Instruction: Revise the lines below so that "sports analytics" becomes "home inspection" everywhere, and leave everything else as it is.

Dataset rows start

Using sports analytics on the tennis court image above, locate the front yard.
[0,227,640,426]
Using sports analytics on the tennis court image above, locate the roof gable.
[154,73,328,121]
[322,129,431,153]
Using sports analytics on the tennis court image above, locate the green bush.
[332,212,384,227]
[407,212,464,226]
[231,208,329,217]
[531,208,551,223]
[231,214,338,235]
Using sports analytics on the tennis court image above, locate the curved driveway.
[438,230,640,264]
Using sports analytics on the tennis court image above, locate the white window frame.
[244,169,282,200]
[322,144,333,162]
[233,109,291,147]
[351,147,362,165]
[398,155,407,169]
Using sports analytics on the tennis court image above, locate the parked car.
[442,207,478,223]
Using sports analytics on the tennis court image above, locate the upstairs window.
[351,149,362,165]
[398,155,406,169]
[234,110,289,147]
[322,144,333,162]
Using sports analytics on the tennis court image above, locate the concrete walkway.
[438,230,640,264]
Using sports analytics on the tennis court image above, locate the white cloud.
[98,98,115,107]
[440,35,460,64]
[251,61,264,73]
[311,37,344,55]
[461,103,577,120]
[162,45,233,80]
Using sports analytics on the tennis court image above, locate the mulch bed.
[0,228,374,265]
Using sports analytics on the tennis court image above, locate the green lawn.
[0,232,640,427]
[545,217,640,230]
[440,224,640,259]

Dataset rows end

Exercise result:
Using home inspection on the tennis court image above, locate the front yard.
[0,227,640,426]
Using home inspection on the tennis court image above, locate the roof gable.
[154,73,328,121]
[322,129,431,153]
Using home inspection on the tennis court image above, locate the green bush.
[332,212,384,227]
[407,212,464,226]
[231,208,329,217]
[531,208,551,223]
[231,214,338,235]
Using home inspection on the tennis court image above, locate the curved driveway.
[438,230,640,264]
Using home inspection on the tennis court image above, locate the white window frame.
[244,169,282,200]
[322,144,333,162]
[233,109,291,147]
[351,147,362,165]
[398,155,407,169]
Using home inspection on the tennis court image above, locate the parked car.
[442,207,478,223]
Using home inspection on the tennis court image above, locate the upstairs window.
[351,149,362,165]
[398,155,406,169]
[234,110,289,147]
[322,144,333,162]
Using home inspection on the tennis court image above, locate the concrete walkway.
[438,230,640,264]
Using home inspection on the tennis court image above, locate the white cloud.
[98,98,115,107]
[440,35,460,64]
[251,61,264,73]
[311,37,344,55]
[461,103,577,120]
[162,45,233,80]
Using home inspection on the tennis court image above, locate the mulch bed.
[0,228,374,265]
Using home inspection on the tennis court image above, locate the green lawn.
[0,232,640,427]
[545,217,640,230]
[440,224,640,259]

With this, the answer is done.